GESTELLTE AUFGABE A: Geben Sie jede Zeile der Auflistung zurück, in der die Zeichenfolge „street“ vorkommt.

AUSGEWÄHLTER AUSZUG:
═══

Politics | Gastbeitrag von Klaus Egger

Europa und Wir(tschaft) - Teil 2

Im 2. Teil seiner Europa-Betrachtung geht der Green-Economy Berater Klaus Egger auf weitere brisante Wahlkampfthemen ein: das Freihandelsabkommen, die Finanzwelt sowie die kleinen und mittleren Unternehmen.

Die kleinen und mittleren Unternehmen als Rückgrat der Wirtschaft

Die 23 Millionen kleinen und mittleren Unternehmen (KMU) in der EU sind das Rückgrat der europäischen Wirtschaft: Über 98% aller Unternehmen gehören dieser Kategorie an. Zudem entfallen auf sie zwei Drittel aller Arbeitsplätze im Privatsektor und ca. 80% aller in den letzten fünf Jahren neu geschaffenen Stellen. KMU’s sind Unternehmen mit weniger als 250 Mitarbeitern. In Südtirol werden zu KMU’s sogar nur Betriebe bis zu 99 Mitarbeitern gezählt und davon haben wir in unserem Land von den 60.000 Unternehmen 96,5%.

Das ist der wahre Motor der Wirtschaft. Wobei es nicht darum geht wer nun besser ist oder mehr Wertschöpfung schafft: die „Großen“ (die Konzerne) oder die „Kleinen“ (die KMU’s)? Es braucht alle. Nur die Vorgangsweisen um diese beiden Wirtschaftsbereiche in eine neue, nachhaltige Zukunft zu führen sind eben unterschiedlich. Wo die „Großen“ die Regulierungen benötigen, brauchen die „Kleinen“ Unterstützung und Erleichterungen. Viele Gesetze und Auflagen, wofür die „Großen“ eigene Büros und Fachkräfte haben, können die „Kleinen“ organisatorisch nicht bewältigen. Man nimmt ihnen den Sauerstoff zum arbeiten und somit auch die Lust und Freude an der Selbstständigkeit. Neue wirtschaftliche Ansätze wie z.B. die Gemeinwohlökonomie (es gibt aber auch andere) sind für große Konzerne praxisuntauglich, für die KMU’s könnten sie aber den entscheidenden Wettbewerbsvorteil bringen, wenn die Politik ihnen diesen Weg ebnet.

═══

BEREITGESTELLTE DATEN:
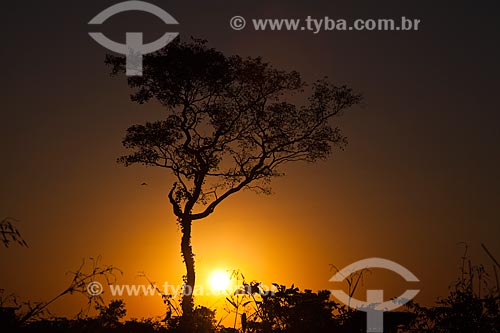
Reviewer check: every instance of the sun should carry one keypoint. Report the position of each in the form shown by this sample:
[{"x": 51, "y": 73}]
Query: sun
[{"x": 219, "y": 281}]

═══

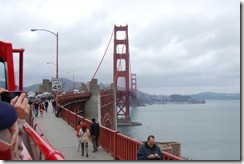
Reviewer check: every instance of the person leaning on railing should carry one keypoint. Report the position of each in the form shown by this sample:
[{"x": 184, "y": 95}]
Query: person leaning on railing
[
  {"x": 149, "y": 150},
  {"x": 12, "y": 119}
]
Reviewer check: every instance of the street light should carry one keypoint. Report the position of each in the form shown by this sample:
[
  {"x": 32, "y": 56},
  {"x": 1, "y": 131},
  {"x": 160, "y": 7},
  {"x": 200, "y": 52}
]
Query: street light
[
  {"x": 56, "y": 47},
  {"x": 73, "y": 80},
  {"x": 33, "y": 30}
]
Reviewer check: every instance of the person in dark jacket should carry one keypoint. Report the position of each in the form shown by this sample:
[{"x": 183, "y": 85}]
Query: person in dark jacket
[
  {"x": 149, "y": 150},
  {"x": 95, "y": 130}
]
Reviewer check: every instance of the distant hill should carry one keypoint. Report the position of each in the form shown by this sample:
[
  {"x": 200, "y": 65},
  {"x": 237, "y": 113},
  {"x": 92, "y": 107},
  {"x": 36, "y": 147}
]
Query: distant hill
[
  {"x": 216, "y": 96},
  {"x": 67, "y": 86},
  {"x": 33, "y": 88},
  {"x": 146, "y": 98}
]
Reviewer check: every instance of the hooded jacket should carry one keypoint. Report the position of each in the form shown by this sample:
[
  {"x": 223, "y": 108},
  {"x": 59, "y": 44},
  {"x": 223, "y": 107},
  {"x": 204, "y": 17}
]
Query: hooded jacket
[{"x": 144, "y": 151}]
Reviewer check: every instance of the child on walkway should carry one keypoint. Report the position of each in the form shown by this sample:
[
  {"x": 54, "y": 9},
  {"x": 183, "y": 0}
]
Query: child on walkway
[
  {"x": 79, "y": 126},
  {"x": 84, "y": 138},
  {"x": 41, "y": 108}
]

═══

GESTELLTE AUFGABE B: Geben Sie den Abschnitt des Gastbeitrags, der mit den Worten „Im 2. Teil seiner“ beginnt und mit „60.000 Unternehmen 96,5%.“ endet, erneut wieder und setzen Sie dabei „Fundament“ an die Stelle von „Rückgrat“.

VOLLSTÄNDIGE ANTWORT A:
Reviewer check: every instance of the street light should carry one keypoint. Report the position of each in the form shown by this sample:
Query: street light

VOLLSTÄNDIGE ANTWORT B:
Im 2. Teil seiner Europa-Betrachtung geht der Green-Economy Berater Klaus Egger auf weitere brisante Wahlkampfthemen ein: das Freihandelsabkommen, die Finanzwelt sowie die kleinen und mittleren Unternehmen.

Die kleinen und mittleren Unternehmen als Fundament der Wirtschaft

Die 23 Millionen kleinen und mittleren Unternehmen (KMU) in der EU sind das Fundament der europäischen Wirtschaft: Über 98% aller Unternehmen gehören dieser Kategorie an. Zudem entfallen auf sie zwei Drittel aller Arbeitsplätze im Privatsektor und ca. 80% aller in den letzten fünf Jahren neu geschaffenen Stellen. KMU’s sind Unternehmen mit weniger als 250 Mitarbeitern. In Südtirol werden zu KMU’s sogar nur Betriebe bis zu 99 Mitarbeitern gezählt und davon haben wir in unserem Land von den 60.000 Unternehmen 96,5%.